In the thread about fishing St. Clair, write out the passage starting at "Taking a trip" and ending at "have on board ?", swapping "MI fishing license" for "Michigan fishing license".

Selection:
-------------------------
# What do I need to fish St. Clair ?



## esoxhunter (Apr 7, 2004)

Taking a trip to Detroit to fish the river and St. Clair. I know I need a MI fishing license, but what else do I need to cross the Canadian border on St. Clair ?
any special safety requirements that the average Ohioan might not have on board ?


----------



## esoxhunter (Apr 7, 2004)

and why does the word "fishing" turn into a link for New Zealand ???


----------



## ledslinger (Aug 24, 2006)

if you fish the canadian side ---you will need an ontario license as well---i havent been keeping up with the laws but there is an I-68 form that may be required for each person onboard also to get back into the U.S. without a hassle---it also wouldnt hurt to have a birth certificate and a passport---i heard that in ohio that you might be questioned if you have been fishing close to the line---a chartplotter helps to know if your are over the line or not

there are some musky up there! make sure you have the season correct


----------



## Muskyman (Jan 30, 2005)

esoxhunter said:


> and why does the word "fishing" turn into a link for New Zealand ???


I saw that... weird!


----------



## fugarwi7 (Sep 20, 2006)

You definitely need a passport to re-enter into the states, effective 2008.
-------------------------
Raw data:

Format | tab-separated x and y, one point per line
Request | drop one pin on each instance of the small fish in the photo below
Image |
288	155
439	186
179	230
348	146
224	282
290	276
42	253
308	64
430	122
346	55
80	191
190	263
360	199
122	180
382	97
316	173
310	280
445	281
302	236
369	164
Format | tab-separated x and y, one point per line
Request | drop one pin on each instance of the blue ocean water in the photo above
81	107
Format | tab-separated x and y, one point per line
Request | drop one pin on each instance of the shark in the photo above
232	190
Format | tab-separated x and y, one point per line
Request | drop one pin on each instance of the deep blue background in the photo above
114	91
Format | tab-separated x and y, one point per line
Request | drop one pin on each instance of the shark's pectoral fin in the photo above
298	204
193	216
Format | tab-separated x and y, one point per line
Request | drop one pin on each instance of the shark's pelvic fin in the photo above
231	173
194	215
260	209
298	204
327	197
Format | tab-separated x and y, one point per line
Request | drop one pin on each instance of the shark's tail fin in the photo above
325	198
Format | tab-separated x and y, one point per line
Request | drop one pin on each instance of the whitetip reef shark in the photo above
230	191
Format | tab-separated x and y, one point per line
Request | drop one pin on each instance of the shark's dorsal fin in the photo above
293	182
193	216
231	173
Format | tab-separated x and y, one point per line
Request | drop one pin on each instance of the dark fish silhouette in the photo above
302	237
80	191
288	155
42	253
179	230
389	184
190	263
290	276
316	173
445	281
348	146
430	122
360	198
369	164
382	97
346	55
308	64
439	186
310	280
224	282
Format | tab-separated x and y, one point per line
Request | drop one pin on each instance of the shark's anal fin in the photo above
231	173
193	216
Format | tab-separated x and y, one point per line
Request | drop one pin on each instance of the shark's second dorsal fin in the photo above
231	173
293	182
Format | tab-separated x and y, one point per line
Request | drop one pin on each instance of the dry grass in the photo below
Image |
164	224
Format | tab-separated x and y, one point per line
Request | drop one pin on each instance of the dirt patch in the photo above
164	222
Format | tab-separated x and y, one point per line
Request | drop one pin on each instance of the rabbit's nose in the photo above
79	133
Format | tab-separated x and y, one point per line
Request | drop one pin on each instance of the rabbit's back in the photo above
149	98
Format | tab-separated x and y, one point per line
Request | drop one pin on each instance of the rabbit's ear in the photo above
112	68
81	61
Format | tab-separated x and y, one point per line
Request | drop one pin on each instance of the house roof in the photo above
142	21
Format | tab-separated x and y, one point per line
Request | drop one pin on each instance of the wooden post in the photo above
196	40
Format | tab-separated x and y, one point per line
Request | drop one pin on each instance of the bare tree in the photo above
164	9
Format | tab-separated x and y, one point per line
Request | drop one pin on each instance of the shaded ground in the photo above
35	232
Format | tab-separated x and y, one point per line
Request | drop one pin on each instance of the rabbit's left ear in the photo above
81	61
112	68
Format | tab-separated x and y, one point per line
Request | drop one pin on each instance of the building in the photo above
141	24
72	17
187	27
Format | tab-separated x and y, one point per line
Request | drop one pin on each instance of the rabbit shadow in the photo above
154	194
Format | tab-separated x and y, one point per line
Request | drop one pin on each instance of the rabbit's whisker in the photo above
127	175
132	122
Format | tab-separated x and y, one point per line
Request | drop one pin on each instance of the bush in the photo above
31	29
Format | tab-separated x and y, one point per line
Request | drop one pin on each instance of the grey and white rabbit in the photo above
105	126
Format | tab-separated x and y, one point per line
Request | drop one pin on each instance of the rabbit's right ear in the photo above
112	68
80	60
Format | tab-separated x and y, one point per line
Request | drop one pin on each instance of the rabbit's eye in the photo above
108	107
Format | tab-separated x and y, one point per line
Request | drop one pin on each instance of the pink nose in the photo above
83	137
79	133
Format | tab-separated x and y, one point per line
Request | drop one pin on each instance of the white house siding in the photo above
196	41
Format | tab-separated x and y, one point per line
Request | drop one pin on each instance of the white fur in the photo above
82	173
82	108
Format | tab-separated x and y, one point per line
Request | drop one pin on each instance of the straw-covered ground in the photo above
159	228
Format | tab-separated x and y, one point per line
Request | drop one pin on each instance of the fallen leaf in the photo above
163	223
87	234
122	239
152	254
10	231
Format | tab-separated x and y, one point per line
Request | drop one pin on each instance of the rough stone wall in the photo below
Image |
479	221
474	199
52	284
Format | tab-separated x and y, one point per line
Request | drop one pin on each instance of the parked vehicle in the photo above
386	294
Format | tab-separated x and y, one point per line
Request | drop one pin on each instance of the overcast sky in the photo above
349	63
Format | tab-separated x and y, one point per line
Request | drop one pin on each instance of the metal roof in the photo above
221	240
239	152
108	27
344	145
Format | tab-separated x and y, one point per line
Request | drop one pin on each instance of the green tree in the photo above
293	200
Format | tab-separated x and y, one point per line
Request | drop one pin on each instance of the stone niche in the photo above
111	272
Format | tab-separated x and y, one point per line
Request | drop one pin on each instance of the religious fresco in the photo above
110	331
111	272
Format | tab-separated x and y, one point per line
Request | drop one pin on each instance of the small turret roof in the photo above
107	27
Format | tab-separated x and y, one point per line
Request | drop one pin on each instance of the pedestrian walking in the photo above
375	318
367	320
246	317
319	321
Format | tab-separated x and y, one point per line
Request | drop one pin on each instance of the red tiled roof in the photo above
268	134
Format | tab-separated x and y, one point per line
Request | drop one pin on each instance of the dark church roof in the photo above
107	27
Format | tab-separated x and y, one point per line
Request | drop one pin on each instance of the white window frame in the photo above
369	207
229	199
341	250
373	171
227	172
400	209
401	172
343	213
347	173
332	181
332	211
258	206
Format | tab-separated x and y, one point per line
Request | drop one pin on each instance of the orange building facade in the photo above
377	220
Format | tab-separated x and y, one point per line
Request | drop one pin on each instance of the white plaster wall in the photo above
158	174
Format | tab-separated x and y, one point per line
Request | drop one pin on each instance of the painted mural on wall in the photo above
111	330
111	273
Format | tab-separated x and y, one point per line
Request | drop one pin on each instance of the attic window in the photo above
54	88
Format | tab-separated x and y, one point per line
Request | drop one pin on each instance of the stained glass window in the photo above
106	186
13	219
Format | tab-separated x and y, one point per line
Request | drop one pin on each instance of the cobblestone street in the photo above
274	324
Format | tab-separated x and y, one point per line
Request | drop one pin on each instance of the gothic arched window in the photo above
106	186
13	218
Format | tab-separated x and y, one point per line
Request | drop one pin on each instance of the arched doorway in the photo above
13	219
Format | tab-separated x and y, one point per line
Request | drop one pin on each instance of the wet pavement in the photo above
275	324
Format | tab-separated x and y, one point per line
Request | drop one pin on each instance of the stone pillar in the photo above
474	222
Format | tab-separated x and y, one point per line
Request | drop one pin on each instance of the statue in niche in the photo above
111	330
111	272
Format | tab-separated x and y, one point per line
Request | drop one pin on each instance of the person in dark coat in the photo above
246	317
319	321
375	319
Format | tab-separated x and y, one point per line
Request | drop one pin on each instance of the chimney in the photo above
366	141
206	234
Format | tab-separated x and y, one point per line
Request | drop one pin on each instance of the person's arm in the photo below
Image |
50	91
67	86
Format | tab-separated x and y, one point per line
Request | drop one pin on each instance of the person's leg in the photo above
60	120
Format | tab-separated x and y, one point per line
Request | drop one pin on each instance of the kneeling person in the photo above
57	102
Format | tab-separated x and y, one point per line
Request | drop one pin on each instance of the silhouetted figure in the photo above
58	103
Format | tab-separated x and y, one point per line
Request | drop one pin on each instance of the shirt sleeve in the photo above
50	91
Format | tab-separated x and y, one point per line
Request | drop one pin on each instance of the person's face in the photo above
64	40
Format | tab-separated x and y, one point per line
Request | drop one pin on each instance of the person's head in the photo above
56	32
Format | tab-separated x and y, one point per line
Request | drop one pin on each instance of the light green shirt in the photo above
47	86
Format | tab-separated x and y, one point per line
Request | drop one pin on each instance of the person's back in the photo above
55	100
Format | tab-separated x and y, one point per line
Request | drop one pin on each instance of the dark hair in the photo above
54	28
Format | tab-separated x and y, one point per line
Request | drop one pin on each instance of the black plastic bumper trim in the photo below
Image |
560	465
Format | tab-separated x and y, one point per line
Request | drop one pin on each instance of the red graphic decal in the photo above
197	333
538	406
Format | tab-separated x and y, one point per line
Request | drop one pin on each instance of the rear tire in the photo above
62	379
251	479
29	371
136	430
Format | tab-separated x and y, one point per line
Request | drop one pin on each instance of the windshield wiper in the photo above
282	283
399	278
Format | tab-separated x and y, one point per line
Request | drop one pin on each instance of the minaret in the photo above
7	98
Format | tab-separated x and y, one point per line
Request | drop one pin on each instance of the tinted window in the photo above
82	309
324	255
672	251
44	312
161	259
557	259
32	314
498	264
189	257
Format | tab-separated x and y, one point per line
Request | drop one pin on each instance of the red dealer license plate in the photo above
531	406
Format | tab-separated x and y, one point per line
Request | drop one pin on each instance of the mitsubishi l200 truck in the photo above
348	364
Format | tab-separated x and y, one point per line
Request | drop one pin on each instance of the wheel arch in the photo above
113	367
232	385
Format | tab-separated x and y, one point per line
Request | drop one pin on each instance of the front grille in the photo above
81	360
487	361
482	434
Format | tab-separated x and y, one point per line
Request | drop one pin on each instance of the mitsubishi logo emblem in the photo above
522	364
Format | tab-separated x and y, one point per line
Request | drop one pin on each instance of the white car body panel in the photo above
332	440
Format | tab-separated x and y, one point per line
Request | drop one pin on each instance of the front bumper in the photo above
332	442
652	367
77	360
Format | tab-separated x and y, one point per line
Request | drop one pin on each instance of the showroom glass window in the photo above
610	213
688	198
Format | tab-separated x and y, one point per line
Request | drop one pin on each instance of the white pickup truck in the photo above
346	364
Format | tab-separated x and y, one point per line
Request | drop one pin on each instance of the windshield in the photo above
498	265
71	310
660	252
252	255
-------------------------
Output of the task:
Taking a trip to Detroit to fish the river and St. Clair. I know I need a Michigan fishing license, but what else do I need to cross the Canadian border on St. Clair ?
any special safety requirements that the average Ohioan might not have on board ?